* Start SELECTED TEXT *

Scheduling Pipelines

Schedules allow you to automate pipeline execution at specific times or intervals. This is essential for production ML workflows that need to run regularly, such as data refreshes, model retraining, or batch processing.

Understanding Pipeline Schedules

ZenML supports two types of schedules:

Cron-based schedules: Use cron expressions for complex timing patterns
Interval-based schedules: Run pipelines at regular intervals
One-time schedules: Run a pipeline once at a specific time

Creating Your First Schedule

Step 1: Import Schedule

Import the Schedule class:

from zenml import pipeline, step, Schedule
from datetime import datetime, timedelta

Step 2: Define Your Pipeline

Create a pipeline that you want to schedule:

@step
def load_data():
    """Load fresh data."""
    print(f"Loading data at {datetime.now()}")
    return {"timestamp": datetime.now()}

@step
def process_data(data: dict):
    """Process the loaded data."""

* End SELECTED TEXT *
* Start MATERIAL PROVIDED *

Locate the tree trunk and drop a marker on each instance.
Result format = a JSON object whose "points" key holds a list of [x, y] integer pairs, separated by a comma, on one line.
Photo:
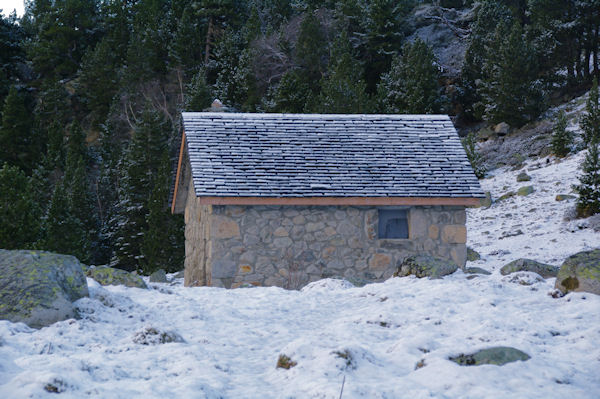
{"points": [[209, 33]]}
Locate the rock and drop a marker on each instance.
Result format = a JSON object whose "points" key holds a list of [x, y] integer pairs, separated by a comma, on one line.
{"points": [[425, 266], [580, 273], [472, 255], [523, 177], [154, 336], [158, 276], [525, 190], [528, 265], [506, 196], [476, 270], [487, 201], [498, 356], [523, 278], [38, 288], [502, 129], [110, 276], [564, 197]]}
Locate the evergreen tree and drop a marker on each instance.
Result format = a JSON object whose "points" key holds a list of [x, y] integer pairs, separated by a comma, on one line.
{"points": [[589, 183], [473, 156], [412, 84], [18, 144], [162, 244], [198, 94], [562, 139], [19, 211], [510, 89], [590, 122], [139, 171], [343, 91]]}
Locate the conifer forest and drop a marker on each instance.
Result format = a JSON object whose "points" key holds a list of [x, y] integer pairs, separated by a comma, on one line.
{"points": [[91, 93]]}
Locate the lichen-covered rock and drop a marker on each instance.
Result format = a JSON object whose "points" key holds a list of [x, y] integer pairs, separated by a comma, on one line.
{"points": [[38, 288], [110, 276], [529, 265], [525, 190], [472, 255], [425, 266], [497, 356], [158, 276], [580, 273]]}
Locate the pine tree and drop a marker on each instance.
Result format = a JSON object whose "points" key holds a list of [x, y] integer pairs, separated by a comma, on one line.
{"points": [[161, 248], [590, 122], [473, 156], [20, 213], [562, 139], [343, 91], [412, 84], [140, 166], [589, 183], [510, 90], [18, 144], [198, 94]]}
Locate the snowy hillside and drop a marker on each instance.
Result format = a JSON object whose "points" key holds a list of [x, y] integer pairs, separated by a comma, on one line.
{"points": [[389, 340]]}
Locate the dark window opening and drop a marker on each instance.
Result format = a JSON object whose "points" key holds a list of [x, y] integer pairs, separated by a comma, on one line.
{"points": [[393, 223]]}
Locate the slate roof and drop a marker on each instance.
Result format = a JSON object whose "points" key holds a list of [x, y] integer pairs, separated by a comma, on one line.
{"points": [[314, 155]]}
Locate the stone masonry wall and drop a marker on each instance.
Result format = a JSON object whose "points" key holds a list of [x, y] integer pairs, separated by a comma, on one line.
{"points": [[289, 246]]}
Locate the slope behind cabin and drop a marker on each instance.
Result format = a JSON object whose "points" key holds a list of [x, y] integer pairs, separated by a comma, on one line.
{"points": [[285, 199]]}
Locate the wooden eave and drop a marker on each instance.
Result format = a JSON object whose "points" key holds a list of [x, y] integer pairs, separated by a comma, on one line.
{"points": [[348, 201]]}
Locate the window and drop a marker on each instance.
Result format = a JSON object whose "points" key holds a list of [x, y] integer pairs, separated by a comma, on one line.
{"points": [[393, 223]]}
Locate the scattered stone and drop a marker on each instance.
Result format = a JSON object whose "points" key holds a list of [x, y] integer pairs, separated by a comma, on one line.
{"points": [[528, 265], [502, 129], [425, 266], [285, 362], [158, 276], [525, 190], [38, 288], [565, 197], [506, 196], [580, 273], [476, 270], [512, 233], [498, 356], [523, 278], [110, 276], [153, 336], [523, 177], [472, 255]]}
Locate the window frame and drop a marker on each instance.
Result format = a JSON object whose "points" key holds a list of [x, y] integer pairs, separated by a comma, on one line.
{"points": [[405, 210]]}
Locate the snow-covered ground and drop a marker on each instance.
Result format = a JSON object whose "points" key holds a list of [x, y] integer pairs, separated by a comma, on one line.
{"points": [[373, 336]]}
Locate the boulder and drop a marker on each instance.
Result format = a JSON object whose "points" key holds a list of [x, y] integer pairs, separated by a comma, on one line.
{"points": [[580, 273], [158, 276], [528, 265], [498, 356], [425, 266], [525, 190], [38, 288], [523, 177], [110, 276], [472, 255]]}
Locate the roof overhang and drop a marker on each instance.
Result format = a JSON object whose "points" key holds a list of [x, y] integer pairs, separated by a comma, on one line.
{"points": [[348, 201]]}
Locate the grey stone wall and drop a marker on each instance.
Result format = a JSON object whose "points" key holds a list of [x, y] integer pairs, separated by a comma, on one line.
{"points": [[289, 246]]}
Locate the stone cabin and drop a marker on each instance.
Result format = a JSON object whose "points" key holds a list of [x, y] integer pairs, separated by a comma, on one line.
{"points": [[286, 199]]}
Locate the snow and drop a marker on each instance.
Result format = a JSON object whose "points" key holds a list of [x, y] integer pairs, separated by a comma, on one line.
{"points": [[373, 336]]}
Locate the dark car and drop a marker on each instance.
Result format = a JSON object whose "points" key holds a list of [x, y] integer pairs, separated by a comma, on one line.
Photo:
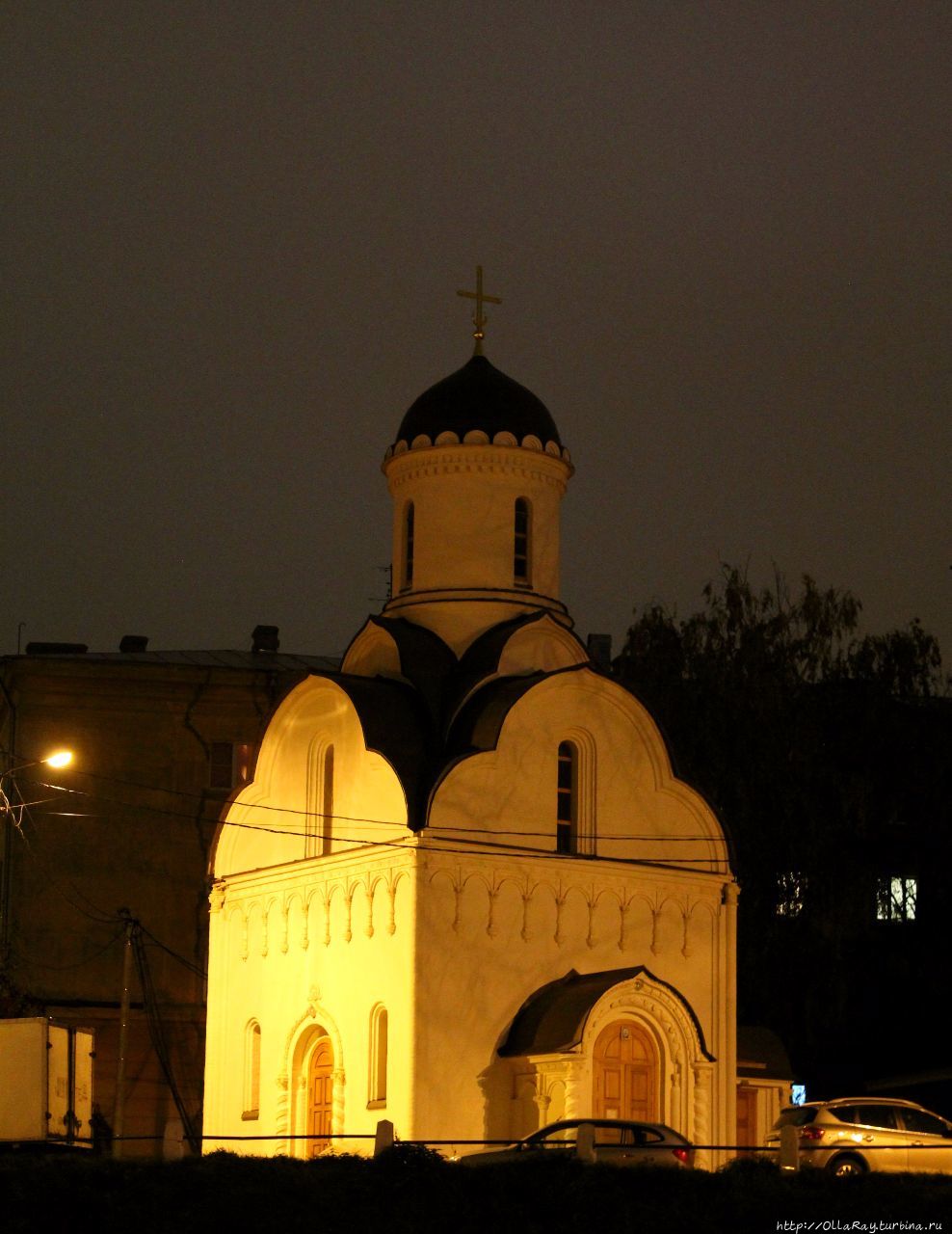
{"points": [[616, 1142]]}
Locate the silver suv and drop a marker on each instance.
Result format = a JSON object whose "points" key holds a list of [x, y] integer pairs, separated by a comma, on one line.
{"points": [[855, 1134]]}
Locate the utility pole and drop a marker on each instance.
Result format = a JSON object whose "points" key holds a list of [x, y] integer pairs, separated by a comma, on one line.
{"points": [[119, 1106]]}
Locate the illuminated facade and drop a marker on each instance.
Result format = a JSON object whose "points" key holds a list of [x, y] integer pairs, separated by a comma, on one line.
{"points": [[463, 890]]}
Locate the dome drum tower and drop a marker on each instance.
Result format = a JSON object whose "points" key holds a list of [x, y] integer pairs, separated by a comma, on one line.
{"points": [[476, 474]]}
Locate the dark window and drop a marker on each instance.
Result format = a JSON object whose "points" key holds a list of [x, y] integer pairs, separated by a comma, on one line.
{"points": [[895, 899], [229, 764], [867, 1115], [567, 798], [925, 1124], [796, 1115], [790, 894], [409, 520], [520, 542]]}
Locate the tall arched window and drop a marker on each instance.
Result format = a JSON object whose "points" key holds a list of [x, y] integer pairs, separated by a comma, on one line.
{"points": [[520, 542], [320, 818], [409, 521], [378, 1085], [251, 1085], [567, 814]]}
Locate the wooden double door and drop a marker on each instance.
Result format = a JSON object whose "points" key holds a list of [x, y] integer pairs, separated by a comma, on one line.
{"points": [[320, 1096], [625, 1074]]}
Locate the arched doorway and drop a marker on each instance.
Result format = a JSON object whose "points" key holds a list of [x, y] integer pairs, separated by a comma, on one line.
{"points": [[320, 1096], [625, 1072]]}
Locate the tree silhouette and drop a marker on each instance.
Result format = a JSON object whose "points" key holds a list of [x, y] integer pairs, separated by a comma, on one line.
{"points": [[825, 753]]}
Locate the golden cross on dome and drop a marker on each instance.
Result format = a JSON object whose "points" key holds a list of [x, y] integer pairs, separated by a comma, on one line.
{"points": [[479, 317]]}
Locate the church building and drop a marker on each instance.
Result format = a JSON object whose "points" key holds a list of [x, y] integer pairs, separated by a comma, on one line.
{"points": [[463, 890]]}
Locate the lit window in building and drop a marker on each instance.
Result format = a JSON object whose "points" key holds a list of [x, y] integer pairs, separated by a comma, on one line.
{"points": [[567, 798], [251, 1095], [409, 531], [790, 894], [895, 899], [520, 542], [229, 764], [378, 1086]]}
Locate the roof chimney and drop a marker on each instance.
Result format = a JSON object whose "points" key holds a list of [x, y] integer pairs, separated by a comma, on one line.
{"points": [[599, 651], [57, 648], [264, 638]]}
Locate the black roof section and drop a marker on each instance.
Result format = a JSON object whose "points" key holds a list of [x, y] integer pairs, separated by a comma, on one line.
{"points": [[479, 396], [552, 1019]]}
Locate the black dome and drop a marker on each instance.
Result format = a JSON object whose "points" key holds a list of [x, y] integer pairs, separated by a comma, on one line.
{"points": [[477, 396]]}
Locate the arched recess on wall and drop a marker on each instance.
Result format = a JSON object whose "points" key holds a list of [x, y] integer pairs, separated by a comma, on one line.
{"points": [[378, 1057], [251, 1071], [313, 1056], [320, 818], [683, 1066], [576, 823]]}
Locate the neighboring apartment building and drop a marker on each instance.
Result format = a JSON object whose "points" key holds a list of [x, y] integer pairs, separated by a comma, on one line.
{"points": [[116, 846]]}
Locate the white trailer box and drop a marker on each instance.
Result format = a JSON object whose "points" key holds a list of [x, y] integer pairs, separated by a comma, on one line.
{"points": [[45, 1083]]}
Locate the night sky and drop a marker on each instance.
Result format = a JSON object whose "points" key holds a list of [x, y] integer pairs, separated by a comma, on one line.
{"points": [[233, 234]]}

* End MATERIAL PROVIDED *

• **PROBLEMS TO SOLVE**:
A – List every name that the import statements in the pipeline scheduling page bring in.
B – Gather every line in the entries that contains the word "dome".
The text and the entries come from separate sources.

• **RESULTS FOR EACH TASK**:
A –
- pipeline
- step
- Schedule
- datetime
- timedelta

B –
Locate the dome drum tower and drop a marker on each instance.
Locate the golden cross on dome and drop a marker on each instance.
Locate the black dome and drop a marker on each instance.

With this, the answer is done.